Texto de trabajo:

Desde entonces, comuneros, ejidatarios y pequeños propietarios comenzaron a proletarizarse gradualmente y los pocos campesinos con tierra propia cuentan con predios de un tamaño menor a dos hectáreas, que además están erosionadas, son de temporal, solo dan empleo a familiares y la mayoría son mujeres o ancianos, porque los jóvenes huyen a las grandes ciudades o se van de braceros a Estados Unidos (EE. UU.).

Familias completas del medio rural, sobre todo de los estados de Veracruz, Chiapas, Guerrero, Oaxaca y Puebla, trabajan en fincas y grandes ranchos en el norte del país. Son empresas trasnacionales que explotan superficies mayores a 700 hectáreas en cultivos de exportación hacia el país vecino del norte y aunque los salarios que pagan son mayores a los del sur, los ingresos no compensan a los jornaleros por los meses de ausencia y el abandono de sus hijos pequeños. En esas fincas se les confina en galeras-dormitorio sin servicios sanitarios; la comida que les brindan resulta insuficiente y de baja calidad; el hacinamiento permite el abuso sobre las mujeres jornaleras y les pagan después de tres o seis meses que dura el contrato.

Pero si el trabajador requiere medicamentos o víveres para completar su alimentación y otros productos, solo puede conseguirlos en las tiendas de los dueños –incluidas distracciones y vicios– muy parecidas a las que existieron en las haciendas durante el porfiriato. Estas empresas agropecuarias están lejos de cumplir con su obligación de ofrecer vacaciones a sus trabajadores, descansos obligatorios, aguinaldos y seguridad. Después del contrato regresan a sus hogares con unos 20 mil pesos que les quedan una vez descontado el transporte y los gastos realizados en las “tiendas de raya”, los que se gastan rápidamente en las primeras semanas mientras esperan la siguiente temporada.

Datos proporcionados:

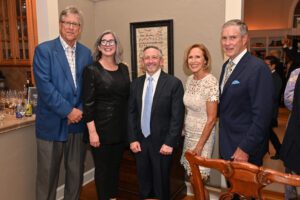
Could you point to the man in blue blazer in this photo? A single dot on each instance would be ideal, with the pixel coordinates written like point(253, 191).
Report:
point(153, 142)
point(58, 66)
point(245, 107)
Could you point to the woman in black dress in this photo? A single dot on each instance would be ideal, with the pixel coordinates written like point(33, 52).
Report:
point(105, 94)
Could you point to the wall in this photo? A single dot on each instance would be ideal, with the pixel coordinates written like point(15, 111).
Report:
point(193, 22)
point(261, 14)
point(18, 164)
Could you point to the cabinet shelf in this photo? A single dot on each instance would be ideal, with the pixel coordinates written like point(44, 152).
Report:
point(18, 32)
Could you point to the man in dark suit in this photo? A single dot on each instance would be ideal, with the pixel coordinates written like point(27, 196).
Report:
point(58, 66)
point(245, 107)
point(271, 61)
point(154, 133)
point(290, 147)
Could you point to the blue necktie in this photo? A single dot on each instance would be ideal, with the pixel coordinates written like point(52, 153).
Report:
point(147, 109)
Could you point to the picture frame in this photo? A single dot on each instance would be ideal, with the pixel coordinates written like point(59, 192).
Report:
point(157, 33)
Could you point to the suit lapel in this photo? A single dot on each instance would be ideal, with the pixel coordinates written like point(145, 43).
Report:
point(140, 88)
point(159, 89)
point(241, 66)
point(61, 57)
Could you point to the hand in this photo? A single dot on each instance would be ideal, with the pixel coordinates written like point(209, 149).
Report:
point(135, 147)
point(166, 150)
point(287, 42)
point(197, 151)
point(240, 155)
point(94, 140)
point(75, 115)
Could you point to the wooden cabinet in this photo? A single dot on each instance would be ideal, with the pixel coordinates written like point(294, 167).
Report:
point(18, 35)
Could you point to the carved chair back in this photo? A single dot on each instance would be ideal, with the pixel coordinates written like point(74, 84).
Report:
point(246, 180)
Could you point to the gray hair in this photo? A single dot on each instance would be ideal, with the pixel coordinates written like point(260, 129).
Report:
point(71, 10)
point(119, 50)
point(237, 22)
point(153, 47)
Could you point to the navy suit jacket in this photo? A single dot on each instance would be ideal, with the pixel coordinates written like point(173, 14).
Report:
point(245, 109)
point(167, 111)
point(57, 94)
point(290, 147)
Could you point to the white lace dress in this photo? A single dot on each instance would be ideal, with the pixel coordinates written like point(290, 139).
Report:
point(197, 93)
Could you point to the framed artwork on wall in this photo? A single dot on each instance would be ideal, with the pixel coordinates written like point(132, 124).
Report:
point(151, 33)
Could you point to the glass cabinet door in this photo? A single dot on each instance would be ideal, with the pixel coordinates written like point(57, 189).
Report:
point(13, 32)
point(5, 35)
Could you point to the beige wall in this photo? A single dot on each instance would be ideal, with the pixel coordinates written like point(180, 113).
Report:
point(18, 164)
point(275, 14)
point(194, 21)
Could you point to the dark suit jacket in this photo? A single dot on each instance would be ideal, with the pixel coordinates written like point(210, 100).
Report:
point(167, 111)
point(105, 102)
point(245, 109)
point(57, 94)
point(277, 83)
point(290, 148)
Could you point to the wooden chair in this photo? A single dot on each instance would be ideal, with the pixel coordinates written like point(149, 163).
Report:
point(247, 180)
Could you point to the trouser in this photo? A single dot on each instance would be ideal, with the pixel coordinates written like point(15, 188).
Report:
point(290, 191)
point(275, 141)
point(49, 156)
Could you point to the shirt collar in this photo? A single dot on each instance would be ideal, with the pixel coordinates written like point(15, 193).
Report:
point(65, 45)
point(237, 59)
point(155, 76)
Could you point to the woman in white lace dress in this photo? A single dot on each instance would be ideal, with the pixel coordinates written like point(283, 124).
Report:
point(201, 100)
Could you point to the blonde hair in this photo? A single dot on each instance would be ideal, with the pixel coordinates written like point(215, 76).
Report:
point(205, 52)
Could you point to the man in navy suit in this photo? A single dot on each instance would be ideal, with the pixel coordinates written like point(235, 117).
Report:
point(153, 143)
point(245, 107)
point(58, 66)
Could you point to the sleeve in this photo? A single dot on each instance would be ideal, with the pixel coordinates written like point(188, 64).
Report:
point(133, 116)
point(289, 89)
point(88, 94)
point(213, 93)
point(49, 95)
point(177, 115)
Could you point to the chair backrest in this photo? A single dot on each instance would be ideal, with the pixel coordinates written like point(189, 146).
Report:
point(247, 180)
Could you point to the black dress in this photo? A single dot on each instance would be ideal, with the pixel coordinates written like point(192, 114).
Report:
point(105, 101)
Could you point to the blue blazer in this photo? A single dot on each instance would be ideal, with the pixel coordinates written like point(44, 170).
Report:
point(245, 109)
point(57, 94)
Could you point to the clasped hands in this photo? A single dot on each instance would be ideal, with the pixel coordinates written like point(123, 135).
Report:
point(74, 116)
point(164, 150)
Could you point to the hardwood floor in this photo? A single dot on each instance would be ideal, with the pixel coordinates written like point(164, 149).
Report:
point(128, 181)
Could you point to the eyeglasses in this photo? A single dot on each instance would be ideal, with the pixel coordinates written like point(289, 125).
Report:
point(151, 57)
point(69, 24)
point(108, 42)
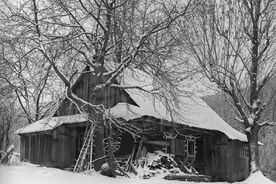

Tareas:
a: Según el texto sobre los jornaleros agrícolas, ¿de qué estados proceden sobre todo las familias rurales que trabajan en las fincas del norte del país?
b: Prolonga el texto sobre los jornaleros agrícolas a partir de donde termina.
Los datos no intervienen en este ejercicio.

Respuestas por tarea:
a: De Veracruz, Chiapas, Guerrero, Oaxaca y Puebla.

b:
Así trascurren los años, las promesas de progresar se diluyen porque continúan miserables, dejan su juventud, sudor y sangre, en los campos de Sinaloa, Sonora y Baja California, después de contribuir a engordar los bolsillos de los terratenientes agrícolas. Éstos cuentan con la complicidad de los gobiernos estatales y los funcionarios federales; para ellos, las leyes son laxas o no existen, pues la corrupción les permite obtener jugosas ganancias a costa de la mano de obra que emigra a esas entidades.

Una mano de obra joven, con baja instrucción y nula educación política se encuentra limitada para defender sus intereses. Por ello resulta crucial atender las necesidades de educación y organización en las zonas rurales, para que estén en mejores condiciones de defender sus derechos; asimismo, que haya inversiones públicas que creen condiciones de empleo en el sur; y que esa mano de obra se arraigue en sus lugares de nacimiento. Si se logra emplear esta mano de obra, el desempleo disminuiría considerablemente y con ello estaría en mejores condiciones de vender su fuerza de trabajo en los estados de norte. Eso sí sería transformador.